— Start Text shown —
No worries, I was looking that up a couple nights ago, plan on sending a sample to ISU, after all it's 2 miles from my house, makes it easy.


----------



## Eric (Aug 15, 2017)

The top 2 are my front yard and biggest area of concern middle 2 are the side yard and last 3 or 4 would be the back. The sides and the back are definitely showing signs of life. I need honest opinions if you all think the front will snap out of it or if it need some more seed put down.


----------



## GrassDaddy (Mar 21, 2017)

I would suggest overseeding. It is hard to know for sure and its better to overseed than not and regret it next year.


----------



## Eric (Aug 15, 2017)

So if I decide to overseed the front, which I'm leaning towards, would the SS9000 blend be a good choice for the middle of nowhere Iowa,lol? I don't just want to go to a box store and all earl May has is what they call Hawkeye. They don't have any blended rye, only rye blended other various KBGs. I'm kinda scrambling here as I've learned so much over the last week, but now feel I'm behind the 8 ball!!


----------



## Roosterchest (Aug 3, 2017)

I have 10lbs of SS9000 for a reno project I'm working on. I think it's a good blend. There are pic on ATY of someone who did a reno with this blend last year---he was in Washington state I believe.

I think the summer Iowa sun will challenge the rye, but it will look nice for 10 out of 12 months.


----------



## Eric (Aug 15, 2017)

Roosterchest said:


> I have 10lbs of SS9000 for a reno project I'm working on. I think it's a good blend. There are pic on ATY of someone who did a reno with this blend last year---he was in Washington state I believe.
> 
> I think the summer Iowa sun will challenge the rye, but it will look nice for 10 out of 12 months.


The heat/sun is what scares me a bit. However I just want to make sure I have a some what decent front yard next year, and have no clue how much of the KBG is going to fill in this fall. Worse case it doesn't hold well, then next summer I can plan for a complete kill off and renonthe front yard. Too many decisions


----------



## Eric (Aug 15, 2017)

The above 2 mixes are available at our local EarlMay, the other option I've stumbled across is a perennial rye called SnapBack. I ran across it at a local(mom/pop) farm store and the owner said his son killed off his entire yard and did anmonostand of this rye and has been really happy with it. I want to get the seed down hopefully tomorrow night as the temps look favorable highs in the mid 70s and lows at night in the mid to upper 50s.

Given these 3 options, which would you choose?

Also want to mention the EarlMay blends have the NTEP, stamp on the bag, whether that means anything or not, supposedly they have been hand picked strictly for the Midwest!


----------



## g-man (Jun 15, 2017)

Not the first one. It has creeping red fescue.


----------



## Eric (Aug 15, 2017)

g-man said:


> Not the first one. It has creeping red fescue.


I know that confuses me as well, they say it's their best selling blend and I was like "but it has creeping fescue!" Thanks for solidifying my thoughts on that!!


----------



## Eric (Aug 15, 2017)
— End Text shown —
— Start Data entries —
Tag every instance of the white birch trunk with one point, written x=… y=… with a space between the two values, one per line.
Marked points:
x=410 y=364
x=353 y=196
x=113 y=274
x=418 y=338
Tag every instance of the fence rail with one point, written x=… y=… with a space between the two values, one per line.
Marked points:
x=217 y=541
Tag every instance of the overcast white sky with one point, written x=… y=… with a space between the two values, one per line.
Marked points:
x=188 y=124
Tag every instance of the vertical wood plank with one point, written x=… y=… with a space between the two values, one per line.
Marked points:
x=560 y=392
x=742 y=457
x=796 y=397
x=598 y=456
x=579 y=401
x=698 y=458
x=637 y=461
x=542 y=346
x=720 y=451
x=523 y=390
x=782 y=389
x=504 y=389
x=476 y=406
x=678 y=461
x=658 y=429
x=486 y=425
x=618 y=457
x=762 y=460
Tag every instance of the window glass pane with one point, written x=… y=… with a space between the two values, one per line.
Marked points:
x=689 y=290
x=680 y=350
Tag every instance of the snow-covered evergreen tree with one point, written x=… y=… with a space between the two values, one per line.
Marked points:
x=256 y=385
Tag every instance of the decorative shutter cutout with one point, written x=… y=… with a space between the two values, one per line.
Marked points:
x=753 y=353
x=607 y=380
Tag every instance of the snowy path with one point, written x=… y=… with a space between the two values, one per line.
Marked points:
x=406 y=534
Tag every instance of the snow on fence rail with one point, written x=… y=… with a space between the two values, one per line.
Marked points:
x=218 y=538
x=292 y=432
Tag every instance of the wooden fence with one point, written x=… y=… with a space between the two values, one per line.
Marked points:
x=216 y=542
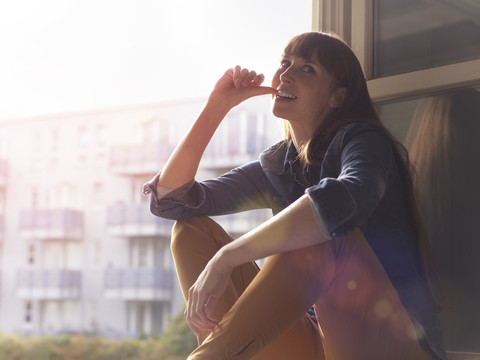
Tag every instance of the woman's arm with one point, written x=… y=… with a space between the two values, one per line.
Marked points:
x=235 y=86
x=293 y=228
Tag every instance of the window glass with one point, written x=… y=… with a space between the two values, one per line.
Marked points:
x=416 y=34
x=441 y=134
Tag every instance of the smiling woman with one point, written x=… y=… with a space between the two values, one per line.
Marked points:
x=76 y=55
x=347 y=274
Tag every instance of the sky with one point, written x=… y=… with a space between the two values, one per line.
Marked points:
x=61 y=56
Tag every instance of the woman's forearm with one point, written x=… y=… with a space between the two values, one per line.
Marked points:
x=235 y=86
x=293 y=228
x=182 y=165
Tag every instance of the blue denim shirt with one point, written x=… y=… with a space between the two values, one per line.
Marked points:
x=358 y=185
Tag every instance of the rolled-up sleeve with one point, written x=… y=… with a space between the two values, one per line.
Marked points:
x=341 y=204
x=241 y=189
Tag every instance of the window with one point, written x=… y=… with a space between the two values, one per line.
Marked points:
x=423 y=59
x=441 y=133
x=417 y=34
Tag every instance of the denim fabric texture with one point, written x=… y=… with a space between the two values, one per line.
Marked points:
— End Data entries —
Short task >>
Answer these from the lawn thread:
(a) How many pounds of SS9000 does Roosterchest have for a reno project?
(b) What is the name of the perennial rye Eric found at a local farm store?
(c) Why does g-man rule out the first option?

Result >>
(a) 10 pounds
(b) SnapBack
(c) It has creeping red fescue.